§ WORK TO BE COMPLETED
Write out in full each line of the entries from the line with "Where can you see the kappa" to the line with "point(267, 446)". Offset every coordinate in the answer points by adding 129, and leave the sample points as they are.

= = =

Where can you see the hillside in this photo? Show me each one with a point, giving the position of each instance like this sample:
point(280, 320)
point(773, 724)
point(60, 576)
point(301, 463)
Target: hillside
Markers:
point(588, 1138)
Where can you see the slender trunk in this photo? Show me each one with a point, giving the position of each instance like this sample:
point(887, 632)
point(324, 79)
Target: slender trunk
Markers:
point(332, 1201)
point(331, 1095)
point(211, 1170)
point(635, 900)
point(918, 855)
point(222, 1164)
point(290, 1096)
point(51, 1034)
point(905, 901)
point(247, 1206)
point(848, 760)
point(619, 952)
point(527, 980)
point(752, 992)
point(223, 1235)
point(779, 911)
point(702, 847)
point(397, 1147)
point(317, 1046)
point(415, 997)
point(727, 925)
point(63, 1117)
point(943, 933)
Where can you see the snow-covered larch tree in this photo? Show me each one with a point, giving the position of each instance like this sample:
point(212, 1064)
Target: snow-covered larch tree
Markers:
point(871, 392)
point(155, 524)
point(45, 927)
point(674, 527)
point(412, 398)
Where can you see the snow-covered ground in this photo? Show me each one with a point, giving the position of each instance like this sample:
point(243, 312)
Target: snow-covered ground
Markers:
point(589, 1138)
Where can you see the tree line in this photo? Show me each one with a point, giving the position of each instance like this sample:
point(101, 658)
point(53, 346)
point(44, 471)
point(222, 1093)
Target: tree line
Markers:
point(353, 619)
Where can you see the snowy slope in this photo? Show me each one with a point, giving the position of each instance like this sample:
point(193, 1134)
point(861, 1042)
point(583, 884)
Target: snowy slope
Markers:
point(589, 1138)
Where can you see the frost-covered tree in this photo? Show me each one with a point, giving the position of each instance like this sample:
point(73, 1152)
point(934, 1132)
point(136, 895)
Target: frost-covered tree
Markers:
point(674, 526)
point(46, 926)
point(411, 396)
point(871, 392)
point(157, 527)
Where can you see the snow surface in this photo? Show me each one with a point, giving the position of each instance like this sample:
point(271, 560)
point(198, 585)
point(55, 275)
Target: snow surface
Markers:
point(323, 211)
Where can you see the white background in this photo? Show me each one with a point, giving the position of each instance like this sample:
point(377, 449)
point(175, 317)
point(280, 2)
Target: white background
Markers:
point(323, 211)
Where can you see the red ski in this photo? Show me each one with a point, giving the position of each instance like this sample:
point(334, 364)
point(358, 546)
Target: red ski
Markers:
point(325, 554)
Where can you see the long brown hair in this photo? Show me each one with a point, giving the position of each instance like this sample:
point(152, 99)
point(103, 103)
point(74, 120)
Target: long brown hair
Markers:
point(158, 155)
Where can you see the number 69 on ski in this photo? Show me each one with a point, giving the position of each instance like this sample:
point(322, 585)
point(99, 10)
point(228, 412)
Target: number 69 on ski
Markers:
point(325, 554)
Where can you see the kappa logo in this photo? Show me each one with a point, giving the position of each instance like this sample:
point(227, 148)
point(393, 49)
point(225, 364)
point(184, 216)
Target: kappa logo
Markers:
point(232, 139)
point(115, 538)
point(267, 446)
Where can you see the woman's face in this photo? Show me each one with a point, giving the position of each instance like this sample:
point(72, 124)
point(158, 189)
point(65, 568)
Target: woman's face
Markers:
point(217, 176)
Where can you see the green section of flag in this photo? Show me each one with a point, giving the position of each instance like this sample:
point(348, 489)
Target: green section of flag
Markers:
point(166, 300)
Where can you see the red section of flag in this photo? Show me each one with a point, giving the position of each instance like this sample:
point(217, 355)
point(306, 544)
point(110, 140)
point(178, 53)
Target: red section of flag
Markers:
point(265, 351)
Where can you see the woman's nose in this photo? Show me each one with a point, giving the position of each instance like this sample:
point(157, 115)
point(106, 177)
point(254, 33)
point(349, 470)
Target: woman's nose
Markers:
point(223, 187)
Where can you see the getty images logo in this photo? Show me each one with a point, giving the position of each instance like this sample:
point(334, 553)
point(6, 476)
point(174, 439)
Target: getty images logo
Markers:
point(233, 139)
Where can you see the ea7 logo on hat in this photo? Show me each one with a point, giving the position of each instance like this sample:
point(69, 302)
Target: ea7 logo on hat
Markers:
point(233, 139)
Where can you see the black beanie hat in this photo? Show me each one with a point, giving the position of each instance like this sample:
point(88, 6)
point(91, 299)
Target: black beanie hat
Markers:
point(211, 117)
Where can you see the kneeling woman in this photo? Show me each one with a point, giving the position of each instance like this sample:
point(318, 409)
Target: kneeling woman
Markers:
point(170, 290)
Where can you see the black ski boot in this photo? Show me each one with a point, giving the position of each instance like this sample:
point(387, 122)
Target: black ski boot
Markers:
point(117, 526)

= = =

§ SOLUTION TO THE PROBLEM
Where can you see the kappa logo in this photo? Show me each one with a point, giving the position of each instance like this sample:
point(227, 148)
point(393, 49)
point(225, 364)
point(184, 216)
Target: kappa logo
Markers:
point(361, 268)
point(244, 667)
point(396, 575)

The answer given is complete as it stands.